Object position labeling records

══════════════════════════════

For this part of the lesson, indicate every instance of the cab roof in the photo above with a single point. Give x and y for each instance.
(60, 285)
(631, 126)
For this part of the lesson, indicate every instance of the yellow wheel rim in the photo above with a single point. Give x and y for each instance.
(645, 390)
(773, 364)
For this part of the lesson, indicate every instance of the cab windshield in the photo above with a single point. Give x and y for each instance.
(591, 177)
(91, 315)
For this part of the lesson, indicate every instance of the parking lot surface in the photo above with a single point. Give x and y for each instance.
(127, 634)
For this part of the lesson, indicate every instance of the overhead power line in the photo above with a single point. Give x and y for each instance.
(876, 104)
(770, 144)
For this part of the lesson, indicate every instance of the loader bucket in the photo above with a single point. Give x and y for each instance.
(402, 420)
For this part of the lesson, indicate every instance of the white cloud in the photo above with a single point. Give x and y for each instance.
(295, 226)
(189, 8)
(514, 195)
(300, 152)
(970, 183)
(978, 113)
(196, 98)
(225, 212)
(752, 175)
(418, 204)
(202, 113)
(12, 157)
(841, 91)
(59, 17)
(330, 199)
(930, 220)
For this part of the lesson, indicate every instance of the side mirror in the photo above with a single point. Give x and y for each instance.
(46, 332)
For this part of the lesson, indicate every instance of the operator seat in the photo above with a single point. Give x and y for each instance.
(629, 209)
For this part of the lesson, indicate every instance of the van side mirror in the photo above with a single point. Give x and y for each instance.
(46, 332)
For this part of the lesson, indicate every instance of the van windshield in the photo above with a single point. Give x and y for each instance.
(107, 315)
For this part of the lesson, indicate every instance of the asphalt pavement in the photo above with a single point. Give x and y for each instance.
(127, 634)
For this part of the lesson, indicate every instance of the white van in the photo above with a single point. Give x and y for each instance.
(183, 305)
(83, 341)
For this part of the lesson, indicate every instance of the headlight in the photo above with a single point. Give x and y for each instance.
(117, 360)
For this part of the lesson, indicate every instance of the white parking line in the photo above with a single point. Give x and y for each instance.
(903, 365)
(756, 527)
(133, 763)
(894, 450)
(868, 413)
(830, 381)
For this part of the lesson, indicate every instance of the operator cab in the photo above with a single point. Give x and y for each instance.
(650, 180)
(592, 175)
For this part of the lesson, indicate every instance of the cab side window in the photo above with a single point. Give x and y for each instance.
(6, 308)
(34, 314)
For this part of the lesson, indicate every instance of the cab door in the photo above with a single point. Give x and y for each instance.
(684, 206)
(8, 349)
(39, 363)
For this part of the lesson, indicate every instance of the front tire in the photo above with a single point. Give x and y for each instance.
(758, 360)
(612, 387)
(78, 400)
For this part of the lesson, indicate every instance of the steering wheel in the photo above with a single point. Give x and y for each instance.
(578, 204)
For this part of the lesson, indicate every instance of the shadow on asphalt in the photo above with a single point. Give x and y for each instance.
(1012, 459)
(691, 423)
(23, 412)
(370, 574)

══════════════════════════════

_GOAL OF THE EXERCISE_
Return the records word for word, starting at the line that contains "of the headlight" and ending at the last line of the records.

_ANSWER IN FULL_
For this part of the lesson, indicate every instance of the headlight in the photo above with a single point. Give x and y for each instance.
(117, 360)
For this part of the lesson, indicate every instance of the white parking line in the photo above with a single point. Give x and y for each instance.
(903, 365)
(756, 527)
(133, 763)
(894, 450)
(868, 413)
(830, 381)
For this part of the lesson, indicate every instance of the operator cab in the photo above with a single point. Give x and y for each instance.
(650, 180)
(592, 175)
For this part of the lesson, indicate every instance of the cab side window in the photo above with a single point. Give x and y for each instance.
(6, 308)
(34, 314)
For this part of the lesson, indicate every instance of the cab door in the photo above with a single point. Give x and y for each instance.
(684, 206)
(8, 349)
(39, 363)
For this part of the lesson, indicate every instance of the front tire in the photo above with a single point. Give x and y for each instance.
(758, 360)
(612, 387)
(78, 400)
For this part of the lesson, indicate every instance of the steering wheel in the photo above with a single point. Give x and y for each instance.
(578, 204)
For this part of the lesson, indicate every instance of the shadow on asphalt in the photo above with a single point. Give x and y for each instance.
(1012, 459)
(691, 423)
(23, 412)
(370, 574)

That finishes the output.